* WHAT YOU ARE ASKED TO DO *
In the entries below, find the lines with the word "before" and copy them.

-=-=-

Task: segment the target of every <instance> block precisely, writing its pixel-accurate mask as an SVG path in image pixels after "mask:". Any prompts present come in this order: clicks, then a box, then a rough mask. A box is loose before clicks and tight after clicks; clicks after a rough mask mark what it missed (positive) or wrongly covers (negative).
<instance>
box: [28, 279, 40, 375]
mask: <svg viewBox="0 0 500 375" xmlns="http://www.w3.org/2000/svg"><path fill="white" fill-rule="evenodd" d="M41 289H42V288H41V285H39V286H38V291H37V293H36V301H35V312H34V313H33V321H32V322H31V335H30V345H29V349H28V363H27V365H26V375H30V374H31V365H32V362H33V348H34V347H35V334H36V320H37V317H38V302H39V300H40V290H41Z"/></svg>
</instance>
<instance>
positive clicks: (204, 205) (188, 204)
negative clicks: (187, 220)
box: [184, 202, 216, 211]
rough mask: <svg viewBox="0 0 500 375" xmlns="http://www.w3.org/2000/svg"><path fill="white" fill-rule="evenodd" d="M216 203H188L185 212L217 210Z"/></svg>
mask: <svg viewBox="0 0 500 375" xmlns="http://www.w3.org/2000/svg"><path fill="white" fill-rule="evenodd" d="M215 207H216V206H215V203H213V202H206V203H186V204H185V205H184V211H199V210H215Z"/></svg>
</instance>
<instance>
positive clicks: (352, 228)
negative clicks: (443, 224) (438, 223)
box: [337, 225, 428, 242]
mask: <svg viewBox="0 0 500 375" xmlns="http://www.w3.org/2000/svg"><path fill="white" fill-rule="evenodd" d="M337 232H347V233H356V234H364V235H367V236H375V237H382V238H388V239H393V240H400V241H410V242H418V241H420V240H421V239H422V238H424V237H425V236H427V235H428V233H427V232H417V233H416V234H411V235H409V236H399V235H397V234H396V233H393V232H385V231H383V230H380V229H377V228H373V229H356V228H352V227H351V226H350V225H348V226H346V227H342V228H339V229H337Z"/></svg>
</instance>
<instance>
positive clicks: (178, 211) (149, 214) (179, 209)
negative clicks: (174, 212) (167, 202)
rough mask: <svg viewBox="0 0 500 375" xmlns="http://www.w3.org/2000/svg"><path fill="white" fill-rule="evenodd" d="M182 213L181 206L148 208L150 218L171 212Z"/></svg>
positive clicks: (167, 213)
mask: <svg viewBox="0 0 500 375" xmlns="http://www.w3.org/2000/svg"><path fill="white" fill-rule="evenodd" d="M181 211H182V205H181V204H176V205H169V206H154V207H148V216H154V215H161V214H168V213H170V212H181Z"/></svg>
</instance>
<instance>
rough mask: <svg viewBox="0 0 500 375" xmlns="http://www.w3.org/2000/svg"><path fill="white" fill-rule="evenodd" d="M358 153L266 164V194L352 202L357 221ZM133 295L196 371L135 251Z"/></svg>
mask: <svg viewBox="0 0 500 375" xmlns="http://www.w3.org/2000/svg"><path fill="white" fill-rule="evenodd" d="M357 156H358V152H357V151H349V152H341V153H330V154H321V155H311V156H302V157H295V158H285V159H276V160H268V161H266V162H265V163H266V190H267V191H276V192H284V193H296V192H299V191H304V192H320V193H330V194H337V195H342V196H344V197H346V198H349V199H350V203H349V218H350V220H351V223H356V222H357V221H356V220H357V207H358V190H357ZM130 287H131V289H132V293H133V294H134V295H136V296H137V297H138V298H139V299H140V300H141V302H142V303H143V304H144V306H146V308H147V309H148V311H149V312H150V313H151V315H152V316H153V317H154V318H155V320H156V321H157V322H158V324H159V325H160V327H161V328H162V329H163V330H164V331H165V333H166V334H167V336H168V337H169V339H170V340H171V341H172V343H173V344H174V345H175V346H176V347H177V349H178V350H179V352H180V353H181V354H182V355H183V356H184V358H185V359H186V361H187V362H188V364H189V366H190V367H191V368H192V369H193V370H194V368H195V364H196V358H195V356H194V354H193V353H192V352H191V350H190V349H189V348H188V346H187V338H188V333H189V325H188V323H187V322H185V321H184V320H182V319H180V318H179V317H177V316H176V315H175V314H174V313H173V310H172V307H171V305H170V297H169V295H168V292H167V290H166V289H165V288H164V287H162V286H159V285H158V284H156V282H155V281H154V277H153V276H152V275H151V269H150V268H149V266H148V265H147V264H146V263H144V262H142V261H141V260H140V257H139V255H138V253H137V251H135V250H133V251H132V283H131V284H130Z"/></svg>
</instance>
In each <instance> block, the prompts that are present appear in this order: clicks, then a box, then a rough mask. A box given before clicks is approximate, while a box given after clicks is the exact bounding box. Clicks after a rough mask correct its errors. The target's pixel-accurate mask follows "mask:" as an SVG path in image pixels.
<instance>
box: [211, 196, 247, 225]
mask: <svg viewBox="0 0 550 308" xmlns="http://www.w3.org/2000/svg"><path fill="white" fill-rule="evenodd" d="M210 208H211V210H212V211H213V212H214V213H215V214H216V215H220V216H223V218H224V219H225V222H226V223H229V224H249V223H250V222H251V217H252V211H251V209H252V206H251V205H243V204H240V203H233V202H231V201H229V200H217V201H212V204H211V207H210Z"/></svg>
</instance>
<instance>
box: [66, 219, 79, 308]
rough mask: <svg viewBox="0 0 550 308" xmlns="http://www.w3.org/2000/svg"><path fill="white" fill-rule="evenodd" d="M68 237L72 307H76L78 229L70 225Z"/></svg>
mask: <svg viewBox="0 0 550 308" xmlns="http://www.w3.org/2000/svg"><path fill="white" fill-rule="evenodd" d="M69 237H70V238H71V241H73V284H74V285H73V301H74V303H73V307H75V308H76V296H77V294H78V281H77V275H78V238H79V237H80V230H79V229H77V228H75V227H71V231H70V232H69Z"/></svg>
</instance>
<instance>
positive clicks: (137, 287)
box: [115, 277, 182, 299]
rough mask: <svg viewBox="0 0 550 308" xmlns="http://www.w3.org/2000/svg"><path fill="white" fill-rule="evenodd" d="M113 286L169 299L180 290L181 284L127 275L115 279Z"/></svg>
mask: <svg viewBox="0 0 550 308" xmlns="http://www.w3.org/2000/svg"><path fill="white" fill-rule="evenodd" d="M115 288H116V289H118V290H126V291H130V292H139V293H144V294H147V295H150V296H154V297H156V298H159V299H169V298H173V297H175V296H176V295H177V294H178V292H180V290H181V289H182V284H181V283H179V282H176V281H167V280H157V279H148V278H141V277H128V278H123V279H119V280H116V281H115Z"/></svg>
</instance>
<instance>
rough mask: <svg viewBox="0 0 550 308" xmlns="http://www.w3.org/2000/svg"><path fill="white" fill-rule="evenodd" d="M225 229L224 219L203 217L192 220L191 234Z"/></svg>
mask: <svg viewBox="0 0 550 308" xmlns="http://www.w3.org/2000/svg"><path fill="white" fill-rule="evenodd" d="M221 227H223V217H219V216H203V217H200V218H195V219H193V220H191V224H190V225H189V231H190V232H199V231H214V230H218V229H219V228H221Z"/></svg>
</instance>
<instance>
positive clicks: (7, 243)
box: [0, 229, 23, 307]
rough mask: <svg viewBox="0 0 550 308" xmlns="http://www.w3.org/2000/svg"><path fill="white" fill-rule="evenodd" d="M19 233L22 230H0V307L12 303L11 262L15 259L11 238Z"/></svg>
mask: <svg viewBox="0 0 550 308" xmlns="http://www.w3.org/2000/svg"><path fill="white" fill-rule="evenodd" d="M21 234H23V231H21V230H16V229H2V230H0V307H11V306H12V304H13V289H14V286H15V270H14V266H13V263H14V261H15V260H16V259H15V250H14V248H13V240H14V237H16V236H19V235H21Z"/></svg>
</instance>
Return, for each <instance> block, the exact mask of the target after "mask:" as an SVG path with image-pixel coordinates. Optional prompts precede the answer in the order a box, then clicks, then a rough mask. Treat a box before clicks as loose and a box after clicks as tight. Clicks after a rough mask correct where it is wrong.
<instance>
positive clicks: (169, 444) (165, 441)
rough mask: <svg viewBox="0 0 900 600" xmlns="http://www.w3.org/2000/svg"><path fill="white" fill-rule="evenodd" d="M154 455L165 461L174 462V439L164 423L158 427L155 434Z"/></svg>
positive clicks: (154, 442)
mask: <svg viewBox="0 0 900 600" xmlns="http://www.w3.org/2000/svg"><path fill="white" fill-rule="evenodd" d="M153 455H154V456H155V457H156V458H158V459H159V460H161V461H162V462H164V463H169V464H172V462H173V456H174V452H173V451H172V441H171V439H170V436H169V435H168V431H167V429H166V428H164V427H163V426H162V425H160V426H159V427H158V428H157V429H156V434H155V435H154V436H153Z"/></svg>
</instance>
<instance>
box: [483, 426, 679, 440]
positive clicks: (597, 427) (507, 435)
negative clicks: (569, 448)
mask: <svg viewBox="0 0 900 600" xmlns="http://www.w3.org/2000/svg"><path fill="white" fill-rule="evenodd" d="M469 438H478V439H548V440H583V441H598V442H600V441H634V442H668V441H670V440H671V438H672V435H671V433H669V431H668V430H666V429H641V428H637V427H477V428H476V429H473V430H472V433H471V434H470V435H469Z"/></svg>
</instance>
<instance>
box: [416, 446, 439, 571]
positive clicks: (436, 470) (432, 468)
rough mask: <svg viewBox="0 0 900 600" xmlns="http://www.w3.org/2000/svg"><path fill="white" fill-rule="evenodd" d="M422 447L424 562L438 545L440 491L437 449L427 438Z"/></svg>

-=-=-

* ANSWER SPACE *
Task: segment the target of every <instance> block precisely, writing its pixel-accurate mask as an SVG path in image pixels after "mask:". Any prompts present come in this order: clicks, then a box, then a rough mask. A box is loose before clicks and tight after clicks; clicks after a rough mask mark what it missed (positive) or wrongly covers (negative).
In each <instance> block, the prompts that are present appear in this order: clicks, then a box, then a rough mask. A box given before clicks is approximate, while a box given after clicks is the exact bounding box. Clicks after a rough mask correct its errors. The target's pixel-accurate mask follows "mask:" as an SVG path in image pixels.
Return, for each <instance> block, the exact mask of the target after "mask:" as an SVG path with image-pixel coordinates. Optional prompts precede the answer in the order a box, then clicks, then a rough mask. Treat a box before clicks as loose and a box after clicks as tight. Clicks after a rough mask correct where it is wrong.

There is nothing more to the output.